LIST OF TASKS:
1/ According to the jury trial article, which state was Abraham Holmes from?
2/ Reproduce the passage of the jury trial article starting at "Amendment VI: In" and ending at "for his defense.".
3/ List every person named in the jury trial article.

Wednesday, November 27, 2002


When the Constitution went to the ratifying conventions of the 13 states, the sanctity of a trial by jury was so fundamental to western thought that it was included in the original articles without a second thought. Still, the details, beyond a guarantee of a trial by jury, were missing. Little wonder that in each state, legislators fretted about protecting it beyond reach. Abraham Holmes of Massachusetts was one of them. "The mode of trial," he said of the document before him, "is altogether indetermined; whether the criminal is to be allowed the benefit of counsel; whether he is to be allowed to meet his accuser face to face; whether he is to be allowed to confront the witnesses, and have the advantage of cross-examination, we are not yet told."

The right to a jury trial is part of the everyday routine at the Allegheny County Courthouse. On Aug. 7, Richard Morris, right, with defense lawyer Robert Stewart at his side, sat across the table from prosecutor Ed Borkowski as prospective jurors were sworn in to hear Morris' trial on charges that he killed his girlfriend. Morris later pleaded guilty before the trial began. The jurors were sent back to their roles as private citizens.

Amendment VI: In all criminal prosecutions, the accused shall enjoy the right to a speedy and public trial, by an impartial jury of the state and district wherein the crime shall have been committed, which district shall have been previously ascertained by law, and to be informed of the nature and cause of the accusation; to be confronted with the witnesses against him; to have compulsory process for obtaining witnesses in his favor, and to have the assistance of counsel for his defense.

[Bounding-box records]
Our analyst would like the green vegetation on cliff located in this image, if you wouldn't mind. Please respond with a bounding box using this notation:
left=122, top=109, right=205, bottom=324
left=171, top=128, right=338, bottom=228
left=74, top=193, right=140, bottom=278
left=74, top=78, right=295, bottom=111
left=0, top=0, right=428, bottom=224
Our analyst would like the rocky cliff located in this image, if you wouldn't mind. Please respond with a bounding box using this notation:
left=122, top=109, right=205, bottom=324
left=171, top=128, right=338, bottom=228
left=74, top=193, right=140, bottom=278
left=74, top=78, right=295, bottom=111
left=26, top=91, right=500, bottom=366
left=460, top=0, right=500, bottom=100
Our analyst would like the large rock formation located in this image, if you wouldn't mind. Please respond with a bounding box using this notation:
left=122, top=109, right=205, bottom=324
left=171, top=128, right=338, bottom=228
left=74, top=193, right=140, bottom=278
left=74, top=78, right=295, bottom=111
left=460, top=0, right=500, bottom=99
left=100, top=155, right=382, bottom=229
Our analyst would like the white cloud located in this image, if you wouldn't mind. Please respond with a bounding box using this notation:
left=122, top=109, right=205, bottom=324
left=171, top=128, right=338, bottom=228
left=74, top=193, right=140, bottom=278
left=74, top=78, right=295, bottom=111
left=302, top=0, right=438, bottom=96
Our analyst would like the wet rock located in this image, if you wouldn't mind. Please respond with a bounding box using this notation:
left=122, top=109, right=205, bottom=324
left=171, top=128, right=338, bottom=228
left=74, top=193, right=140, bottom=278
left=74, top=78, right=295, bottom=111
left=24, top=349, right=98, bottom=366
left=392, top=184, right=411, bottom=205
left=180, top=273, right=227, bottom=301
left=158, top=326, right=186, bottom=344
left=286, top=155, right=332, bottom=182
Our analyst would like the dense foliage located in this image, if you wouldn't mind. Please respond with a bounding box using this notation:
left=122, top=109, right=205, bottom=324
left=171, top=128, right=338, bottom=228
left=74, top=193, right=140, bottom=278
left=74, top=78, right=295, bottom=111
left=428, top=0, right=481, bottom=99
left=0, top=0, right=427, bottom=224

ANSWERS GIVEN:
1/ Massachusetts

2/
Amendment VI: In all criminal prosecutions, the accused shall enjoy the right to a speedy and public trial, by an impartial jury of the state and district wherein the crime shall have been committed, which district shall have been previously ascertained by law, and to be informed of the nature and cause of the accusation; to be confronted with the witnesses against him; to have compulsory process for obtaining witnesses in his favor, and to have the assistance of counsel for his defense.

3/ Abraham Holmes, Richard Morris, Robert Stewart, Ed Borkowski